[Bounding box data excerpts]
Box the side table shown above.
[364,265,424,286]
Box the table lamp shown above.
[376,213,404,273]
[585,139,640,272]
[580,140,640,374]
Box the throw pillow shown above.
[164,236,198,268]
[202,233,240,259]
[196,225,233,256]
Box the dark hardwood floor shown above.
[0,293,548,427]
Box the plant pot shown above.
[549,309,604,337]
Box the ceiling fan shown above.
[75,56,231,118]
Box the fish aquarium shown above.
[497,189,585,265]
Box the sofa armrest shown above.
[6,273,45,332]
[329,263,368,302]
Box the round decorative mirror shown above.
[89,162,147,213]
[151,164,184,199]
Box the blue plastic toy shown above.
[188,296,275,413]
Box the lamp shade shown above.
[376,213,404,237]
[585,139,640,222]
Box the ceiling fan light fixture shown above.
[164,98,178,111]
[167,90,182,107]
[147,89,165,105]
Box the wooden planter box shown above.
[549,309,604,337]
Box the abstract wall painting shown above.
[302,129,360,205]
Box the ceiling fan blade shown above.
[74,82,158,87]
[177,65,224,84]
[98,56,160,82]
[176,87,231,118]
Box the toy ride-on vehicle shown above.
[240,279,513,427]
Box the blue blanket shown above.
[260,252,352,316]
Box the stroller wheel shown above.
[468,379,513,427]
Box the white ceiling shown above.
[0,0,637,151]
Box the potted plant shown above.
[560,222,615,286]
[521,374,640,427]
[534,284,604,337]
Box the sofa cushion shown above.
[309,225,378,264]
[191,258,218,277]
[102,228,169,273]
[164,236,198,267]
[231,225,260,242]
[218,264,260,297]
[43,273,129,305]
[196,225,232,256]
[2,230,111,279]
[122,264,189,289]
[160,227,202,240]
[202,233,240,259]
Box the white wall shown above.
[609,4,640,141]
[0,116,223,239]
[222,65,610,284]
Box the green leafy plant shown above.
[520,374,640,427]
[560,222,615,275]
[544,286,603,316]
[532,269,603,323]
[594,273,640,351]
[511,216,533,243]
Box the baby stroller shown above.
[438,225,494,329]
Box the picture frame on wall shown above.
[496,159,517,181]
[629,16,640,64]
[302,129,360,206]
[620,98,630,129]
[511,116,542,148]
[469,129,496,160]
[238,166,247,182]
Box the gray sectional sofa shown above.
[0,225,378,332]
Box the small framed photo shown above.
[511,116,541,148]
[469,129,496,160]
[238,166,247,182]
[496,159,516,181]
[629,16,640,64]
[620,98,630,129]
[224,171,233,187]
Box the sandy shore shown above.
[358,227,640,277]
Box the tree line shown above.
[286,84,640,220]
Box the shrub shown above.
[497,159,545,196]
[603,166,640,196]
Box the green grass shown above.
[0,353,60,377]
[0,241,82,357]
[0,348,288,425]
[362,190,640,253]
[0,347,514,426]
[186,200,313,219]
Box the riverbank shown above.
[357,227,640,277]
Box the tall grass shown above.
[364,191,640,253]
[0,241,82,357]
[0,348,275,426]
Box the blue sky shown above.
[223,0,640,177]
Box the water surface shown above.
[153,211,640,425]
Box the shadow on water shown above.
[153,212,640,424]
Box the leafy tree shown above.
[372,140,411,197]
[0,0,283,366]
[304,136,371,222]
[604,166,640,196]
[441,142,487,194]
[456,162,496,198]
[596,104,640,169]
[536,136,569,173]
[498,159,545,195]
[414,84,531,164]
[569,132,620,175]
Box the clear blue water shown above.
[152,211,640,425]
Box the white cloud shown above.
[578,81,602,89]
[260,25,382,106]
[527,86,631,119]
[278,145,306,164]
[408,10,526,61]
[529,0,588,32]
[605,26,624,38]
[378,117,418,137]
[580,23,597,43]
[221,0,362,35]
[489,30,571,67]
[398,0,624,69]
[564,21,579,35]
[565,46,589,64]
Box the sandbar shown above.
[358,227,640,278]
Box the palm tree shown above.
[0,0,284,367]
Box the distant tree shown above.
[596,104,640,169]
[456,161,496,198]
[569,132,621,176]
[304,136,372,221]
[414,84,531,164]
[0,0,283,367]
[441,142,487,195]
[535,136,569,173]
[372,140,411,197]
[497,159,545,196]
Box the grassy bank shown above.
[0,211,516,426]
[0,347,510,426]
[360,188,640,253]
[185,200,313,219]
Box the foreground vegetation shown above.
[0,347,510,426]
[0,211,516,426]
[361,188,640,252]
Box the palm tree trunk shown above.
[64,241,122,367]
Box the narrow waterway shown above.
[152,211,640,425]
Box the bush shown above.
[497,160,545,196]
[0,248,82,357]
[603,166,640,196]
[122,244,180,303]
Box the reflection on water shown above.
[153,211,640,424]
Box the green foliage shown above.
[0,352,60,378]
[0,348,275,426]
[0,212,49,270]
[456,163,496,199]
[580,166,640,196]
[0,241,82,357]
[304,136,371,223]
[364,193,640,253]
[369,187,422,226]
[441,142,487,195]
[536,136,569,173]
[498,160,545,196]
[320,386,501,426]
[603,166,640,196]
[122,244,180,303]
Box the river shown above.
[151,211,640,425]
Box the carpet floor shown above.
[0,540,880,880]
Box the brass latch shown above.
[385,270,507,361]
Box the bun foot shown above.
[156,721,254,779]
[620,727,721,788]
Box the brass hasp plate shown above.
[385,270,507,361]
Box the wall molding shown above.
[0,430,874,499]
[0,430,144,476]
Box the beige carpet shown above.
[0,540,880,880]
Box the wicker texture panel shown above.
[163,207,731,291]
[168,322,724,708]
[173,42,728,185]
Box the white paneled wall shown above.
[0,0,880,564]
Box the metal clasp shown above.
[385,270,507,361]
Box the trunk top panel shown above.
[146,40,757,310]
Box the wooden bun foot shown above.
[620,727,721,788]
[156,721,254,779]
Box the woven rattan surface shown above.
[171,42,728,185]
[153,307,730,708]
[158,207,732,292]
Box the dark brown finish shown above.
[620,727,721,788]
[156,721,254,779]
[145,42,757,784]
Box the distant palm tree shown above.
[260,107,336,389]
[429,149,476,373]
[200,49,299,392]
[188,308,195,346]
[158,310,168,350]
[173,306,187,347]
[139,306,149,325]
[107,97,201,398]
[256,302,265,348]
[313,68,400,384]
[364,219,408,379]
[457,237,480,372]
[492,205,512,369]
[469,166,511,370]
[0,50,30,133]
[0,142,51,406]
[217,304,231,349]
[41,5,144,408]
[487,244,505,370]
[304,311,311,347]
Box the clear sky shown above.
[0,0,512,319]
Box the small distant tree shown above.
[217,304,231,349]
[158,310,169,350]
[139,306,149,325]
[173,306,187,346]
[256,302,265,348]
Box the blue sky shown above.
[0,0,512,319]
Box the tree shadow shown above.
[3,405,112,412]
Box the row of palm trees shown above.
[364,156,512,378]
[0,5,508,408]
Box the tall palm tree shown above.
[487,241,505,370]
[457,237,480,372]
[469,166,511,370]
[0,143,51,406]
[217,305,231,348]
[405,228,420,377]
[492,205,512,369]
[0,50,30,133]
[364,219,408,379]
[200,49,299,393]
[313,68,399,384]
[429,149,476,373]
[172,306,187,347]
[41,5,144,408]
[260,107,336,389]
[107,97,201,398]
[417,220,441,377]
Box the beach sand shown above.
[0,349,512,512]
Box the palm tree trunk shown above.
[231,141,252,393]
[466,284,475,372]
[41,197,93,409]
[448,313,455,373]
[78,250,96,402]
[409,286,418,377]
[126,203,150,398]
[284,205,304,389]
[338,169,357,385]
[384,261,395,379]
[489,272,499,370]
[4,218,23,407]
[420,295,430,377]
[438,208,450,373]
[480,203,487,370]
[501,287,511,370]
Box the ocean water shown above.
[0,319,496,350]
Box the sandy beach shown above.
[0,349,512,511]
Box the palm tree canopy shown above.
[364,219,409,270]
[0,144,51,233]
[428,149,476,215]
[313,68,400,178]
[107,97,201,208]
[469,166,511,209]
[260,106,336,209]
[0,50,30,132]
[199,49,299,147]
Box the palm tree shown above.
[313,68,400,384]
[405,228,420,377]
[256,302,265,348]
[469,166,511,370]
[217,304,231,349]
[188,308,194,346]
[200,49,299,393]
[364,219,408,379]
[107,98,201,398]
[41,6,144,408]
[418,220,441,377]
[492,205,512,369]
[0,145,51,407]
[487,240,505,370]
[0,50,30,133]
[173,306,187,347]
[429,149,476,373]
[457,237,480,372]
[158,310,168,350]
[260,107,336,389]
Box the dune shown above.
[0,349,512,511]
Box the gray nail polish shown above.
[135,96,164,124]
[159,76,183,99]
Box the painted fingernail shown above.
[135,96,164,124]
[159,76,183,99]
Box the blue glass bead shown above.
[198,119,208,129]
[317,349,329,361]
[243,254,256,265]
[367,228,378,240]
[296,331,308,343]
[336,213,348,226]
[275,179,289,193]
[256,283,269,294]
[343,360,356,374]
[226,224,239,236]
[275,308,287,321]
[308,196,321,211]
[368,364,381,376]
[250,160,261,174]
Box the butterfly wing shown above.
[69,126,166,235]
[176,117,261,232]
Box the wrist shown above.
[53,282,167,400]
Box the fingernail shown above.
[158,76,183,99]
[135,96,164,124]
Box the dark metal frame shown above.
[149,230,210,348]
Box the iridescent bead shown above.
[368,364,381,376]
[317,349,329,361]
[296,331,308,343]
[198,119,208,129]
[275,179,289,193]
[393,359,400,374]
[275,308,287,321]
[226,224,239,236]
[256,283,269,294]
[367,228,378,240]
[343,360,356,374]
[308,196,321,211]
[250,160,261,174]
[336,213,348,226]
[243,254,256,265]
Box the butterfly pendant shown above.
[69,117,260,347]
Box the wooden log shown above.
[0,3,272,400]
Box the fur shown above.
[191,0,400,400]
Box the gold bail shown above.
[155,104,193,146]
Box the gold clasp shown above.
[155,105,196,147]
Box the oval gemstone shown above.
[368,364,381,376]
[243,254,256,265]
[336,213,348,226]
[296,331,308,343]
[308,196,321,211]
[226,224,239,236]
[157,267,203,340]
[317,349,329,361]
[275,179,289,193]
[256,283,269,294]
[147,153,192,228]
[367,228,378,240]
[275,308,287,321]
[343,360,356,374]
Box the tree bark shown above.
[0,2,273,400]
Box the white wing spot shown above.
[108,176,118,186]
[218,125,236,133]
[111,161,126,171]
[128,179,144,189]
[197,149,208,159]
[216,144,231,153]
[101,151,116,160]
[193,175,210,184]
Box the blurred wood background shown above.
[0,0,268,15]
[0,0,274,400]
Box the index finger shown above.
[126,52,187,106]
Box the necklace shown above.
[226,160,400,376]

What needs to be done:
Rewrite the entries from the line with "Box the foreground vegetation shown above." to the line with "[0,430,144,476]", both included. Shift each bounding box coordinate by adding 83, and keep every other line unchanged.

Response to this task:
Box the foreground vegetation shown above.
[83,430,593,509]
[83,294,599,509]
[444,271,723,335]
Box the palm tree trunk shown above.
[147,324,205,450]
Box the narrow waterway shown above.
[235,294,723,508]
Box the bush shown above.
[580,243,628,279]
[83,331,165,440]
[686,249,723,279]
[205,327,263,386]
Box the reflection on water shown above.
[236,294,723,507]
Box the green foliage shown above.
[83,435,143,461]
[83,431,358,509]
[83,295,132,353]
[539,246,579,282]
[663,249,723,279]
[83,324,165,440]
[387,219,454,306]
[447,276,723,336]
[452,270,505,309]
[524,225,570,278]
[619,219,652,256]
[581,243,628,279]
[403,469,584,509]
[686,249,723,279]
[205,327,263,386]
Box the river shown above.
[234,294,723,508]
Box the carpet floor shown above.
[83,623,963,963]
Box the brass latch shown above.
[468,353,590,444]
Box the bun foot shown above.
[239,804,337,862]
[703,810,804,871]
Box the brass hasp plate shown above.
[468,353,590,444]
Box the wall molding shown above.
[83,513,957,582]
[83,513,227,559]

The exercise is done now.